(Stored data entries)
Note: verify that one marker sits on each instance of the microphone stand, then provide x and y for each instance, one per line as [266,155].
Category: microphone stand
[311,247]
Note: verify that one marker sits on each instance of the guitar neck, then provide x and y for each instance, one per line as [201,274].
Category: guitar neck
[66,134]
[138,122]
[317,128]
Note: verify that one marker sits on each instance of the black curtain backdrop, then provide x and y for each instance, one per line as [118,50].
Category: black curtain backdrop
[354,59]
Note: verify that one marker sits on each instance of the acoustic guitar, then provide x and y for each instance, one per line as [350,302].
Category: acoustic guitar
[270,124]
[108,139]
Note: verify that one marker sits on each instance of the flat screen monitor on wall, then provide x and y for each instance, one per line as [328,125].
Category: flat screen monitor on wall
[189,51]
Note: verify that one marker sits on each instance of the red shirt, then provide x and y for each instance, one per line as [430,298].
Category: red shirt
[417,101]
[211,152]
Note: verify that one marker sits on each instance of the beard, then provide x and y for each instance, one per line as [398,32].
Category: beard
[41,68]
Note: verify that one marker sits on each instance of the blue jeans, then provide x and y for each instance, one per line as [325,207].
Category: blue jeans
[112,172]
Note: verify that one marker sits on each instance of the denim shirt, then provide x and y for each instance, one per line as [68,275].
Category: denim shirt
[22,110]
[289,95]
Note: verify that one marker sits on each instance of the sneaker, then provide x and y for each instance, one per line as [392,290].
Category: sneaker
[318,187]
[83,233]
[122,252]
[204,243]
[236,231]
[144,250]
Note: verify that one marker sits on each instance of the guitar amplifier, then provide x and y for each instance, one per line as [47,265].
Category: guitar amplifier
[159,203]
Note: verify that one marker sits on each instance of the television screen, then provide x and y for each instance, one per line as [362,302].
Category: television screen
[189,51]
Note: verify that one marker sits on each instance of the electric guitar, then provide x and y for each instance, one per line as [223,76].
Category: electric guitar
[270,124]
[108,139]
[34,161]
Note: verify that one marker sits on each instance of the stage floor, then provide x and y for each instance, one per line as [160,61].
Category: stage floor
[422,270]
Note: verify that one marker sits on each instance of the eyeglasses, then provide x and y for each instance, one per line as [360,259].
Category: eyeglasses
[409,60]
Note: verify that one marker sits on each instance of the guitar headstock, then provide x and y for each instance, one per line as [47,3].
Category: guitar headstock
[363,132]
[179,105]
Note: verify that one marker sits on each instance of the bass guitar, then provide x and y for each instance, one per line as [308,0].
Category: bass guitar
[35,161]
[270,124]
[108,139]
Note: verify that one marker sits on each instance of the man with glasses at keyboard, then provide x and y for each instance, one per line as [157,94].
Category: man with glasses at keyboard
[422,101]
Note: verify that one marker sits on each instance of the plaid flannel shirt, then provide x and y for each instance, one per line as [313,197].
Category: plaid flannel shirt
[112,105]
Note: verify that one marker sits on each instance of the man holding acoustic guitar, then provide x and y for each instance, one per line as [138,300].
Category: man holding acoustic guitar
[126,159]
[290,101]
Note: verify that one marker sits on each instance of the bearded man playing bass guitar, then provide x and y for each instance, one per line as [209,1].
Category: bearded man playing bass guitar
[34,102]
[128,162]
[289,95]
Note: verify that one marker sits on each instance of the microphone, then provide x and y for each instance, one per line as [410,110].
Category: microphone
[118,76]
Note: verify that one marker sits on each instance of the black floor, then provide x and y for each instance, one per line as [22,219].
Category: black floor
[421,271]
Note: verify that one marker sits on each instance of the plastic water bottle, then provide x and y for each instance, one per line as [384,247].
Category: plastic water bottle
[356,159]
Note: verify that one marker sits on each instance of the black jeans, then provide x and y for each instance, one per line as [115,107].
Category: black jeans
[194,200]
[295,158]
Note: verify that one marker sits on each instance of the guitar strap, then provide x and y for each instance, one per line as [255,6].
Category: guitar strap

» What to do: Among the records above, find the lines that contain "strap" and copy every one.

» Answer box:
Note: verify that one marker sits on each instance of the guitar strap, then provide x and y for each instance, one per line as [255,6].
Category: guitar strap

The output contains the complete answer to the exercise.